Bicycle s’est imposé en Angleterre pour la bicyclette. Puis il a été adopté par les anglophones du monde et certaine langues de l’ex-Empire britannique comme l’ourdou. Bicycle est employé par plus de 800 millions de locuteurs au total. Son abréviation bike quitend à le remplacer est issue d’une mauvaise coupure : il a été compris comme bic – ycle.

_Consignes_.
1. Relevez toutes les formes anglaises, mots entiers ou fragments de mot, que cite le texte sur le mot bicycle.
2. Pour chacune des affirmations suivantes, indiquez si le texte sur le mot bicycle la confirme : (a) le mot bicycle compte plus de 800 millions de locuteurs au total ; (b) le mot bicycle s'est d'abord imposé aux États-Unis ; (c) la forme bike résulte d'une coupure correcte du mot.
Les entrées qui suivent ne sont d'aucune utilité ici.

Relevés de placement de points:
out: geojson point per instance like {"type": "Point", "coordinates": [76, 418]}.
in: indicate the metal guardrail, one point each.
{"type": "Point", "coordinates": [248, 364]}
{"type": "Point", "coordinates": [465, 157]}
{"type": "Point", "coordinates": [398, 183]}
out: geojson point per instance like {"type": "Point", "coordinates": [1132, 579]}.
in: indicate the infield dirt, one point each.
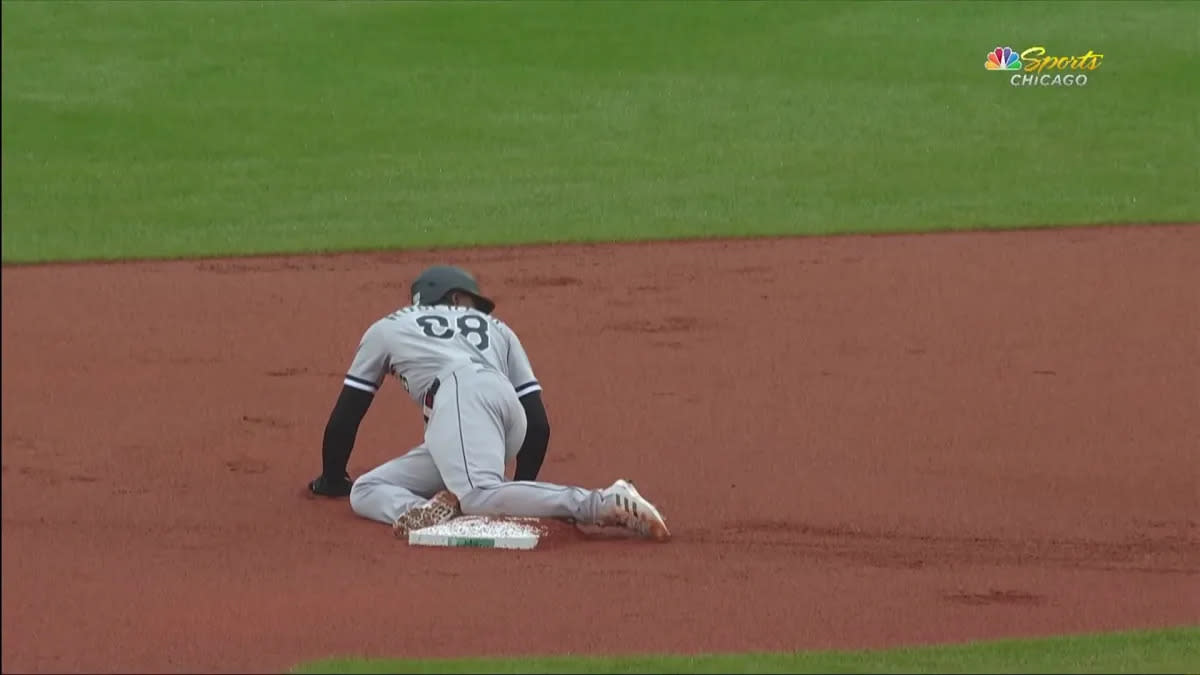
{"type": "Point", "coordinates": [857, 441]}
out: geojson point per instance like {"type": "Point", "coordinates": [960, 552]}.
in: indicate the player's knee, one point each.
{"type": "Point", "coordinates": [359, 493]}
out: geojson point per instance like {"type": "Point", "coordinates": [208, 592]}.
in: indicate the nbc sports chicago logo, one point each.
{"type": "Point", "coordinates": [1035, 67]}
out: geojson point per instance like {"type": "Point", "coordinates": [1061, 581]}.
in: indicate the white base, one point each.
{"type": "Point", "coordinates": [480, 532]}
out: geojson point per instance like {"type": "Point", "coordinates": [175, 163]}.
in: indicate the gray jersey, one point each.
{"type": "Point", "coordinates": [419, 342]}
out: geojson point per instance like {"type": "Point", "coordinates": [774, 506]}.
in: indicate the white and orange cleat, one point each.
{"type": "Point", "coordinates": [441, 508]}
{"type": "Point", "coordinates": [625, 507]}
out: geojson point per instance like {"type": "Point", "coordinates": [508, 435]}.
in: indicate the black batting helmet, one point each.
{"type": "Point", "coordinates": [432, 286]}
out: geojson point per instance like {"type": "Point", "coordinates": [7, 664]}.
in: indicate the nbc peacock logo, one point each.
{"type": "Point", "coordinates": [1003, 59]}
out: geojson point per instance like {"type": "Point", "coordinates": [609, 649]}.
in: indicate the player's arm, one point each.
{"type": "Point", "coordinates": [533, 449]}
{"type": "Point", "coordinates": [359, 388]}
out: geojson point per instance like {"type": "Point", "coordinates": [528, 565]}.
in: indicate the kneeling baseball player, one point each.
{"type": "Point", "coordinates": [483, 407]}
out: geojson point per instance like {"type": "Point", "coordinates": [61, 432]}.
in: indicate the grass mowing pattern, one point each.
{"type": "Point", "coordinates": [181, 129]}
{"type": "Point", "coordinates": [1161, 651]}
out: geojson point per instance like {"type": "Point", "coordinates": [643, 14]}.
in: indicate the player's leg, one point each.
{"type": "Point", "coordinates": [393, 488]}
{"type": "Point", "coordinates": [477, 424]}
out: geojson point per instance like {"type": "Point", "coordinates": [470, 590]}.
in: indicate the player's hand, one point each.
{"type": "Point", "coordinates": [331, 487]}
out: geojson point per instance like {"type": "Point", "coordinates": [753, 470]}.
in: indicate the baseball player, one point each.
{"type": "Point", "coordinates": [483, 407]}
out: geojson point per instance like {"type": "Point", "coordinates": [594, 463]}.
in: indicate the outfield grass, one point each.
{"type": "Point", "coordinates": [180, 129]}
{"type": "Point", "coordinates": [1162, 651]}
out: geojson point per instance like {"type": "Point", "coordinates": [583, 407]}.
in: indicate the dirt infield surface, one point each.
{"type": "Point", "coordinates": [858, 442]}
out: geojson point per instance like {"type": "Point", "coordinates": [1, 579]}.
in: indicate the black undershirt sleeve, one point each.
{"type": "Point", "coordinates": [343, 425]}
{"type": "Point", "coordinates": [533, 451]}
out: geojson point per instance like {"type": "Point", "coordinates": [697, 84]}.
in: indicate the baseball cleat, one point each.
{"type": "Point", "coordinates": [441, 508]}
{"type": "Point", "coordinates": [628, 508]}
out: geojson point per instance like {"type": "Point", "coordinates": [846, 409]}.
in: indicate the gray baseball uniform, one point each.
{"type": "Point", "coordinates": [468, 370]}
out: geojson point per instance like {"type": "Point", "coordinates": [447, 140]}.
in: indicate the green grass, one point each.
{"type": "Point", "coordinates": [180, 129]}
{"type": "Point", "coordinates": [1159, 651]}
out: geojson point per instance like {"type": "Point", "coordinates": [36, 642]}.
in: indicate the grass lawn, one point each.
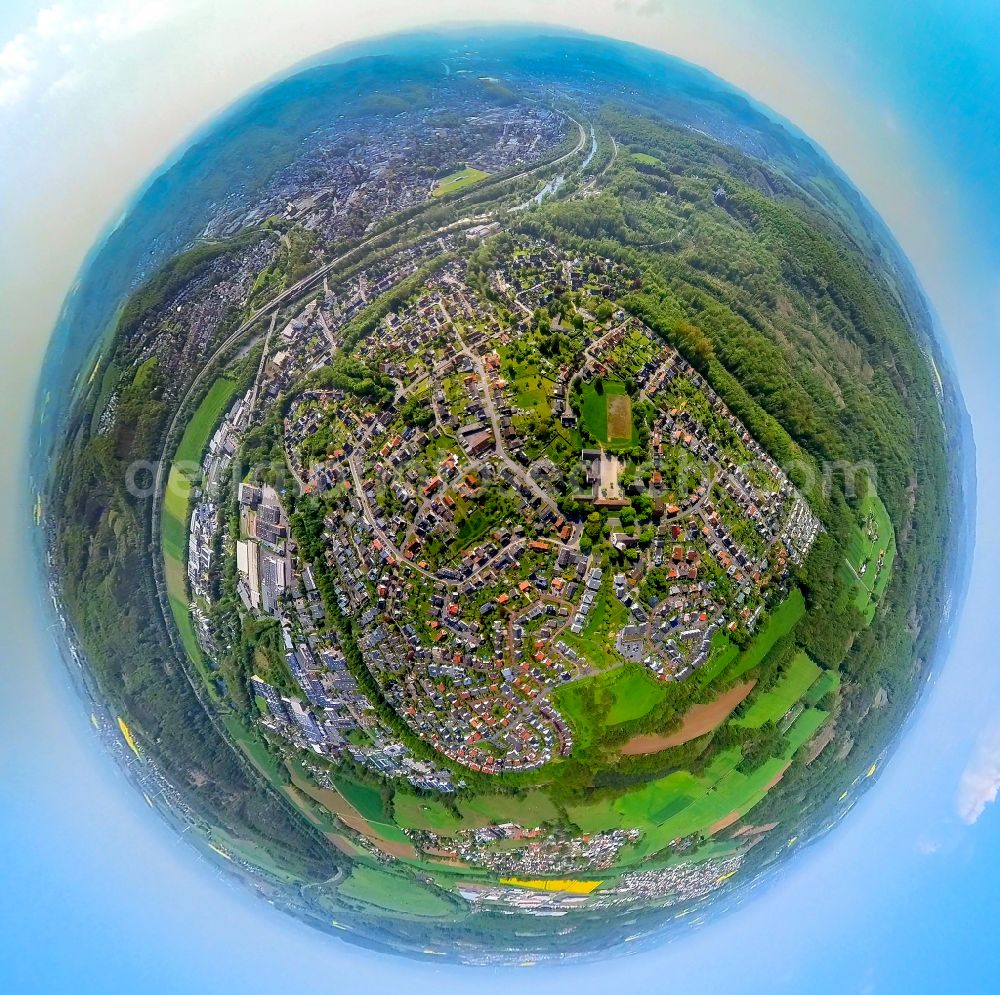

_Corrigé_.
1. bicycle, bike, bic, ycle

2.
(a) Oui : « Bicycle est employé par plus de 800 millions de locuteurs au total ».
(b) Non : « Bicycle s’est imposé en Angleterre pour la bicyclette ».
(c) Non : « est issue d’une mauvaise coupure ».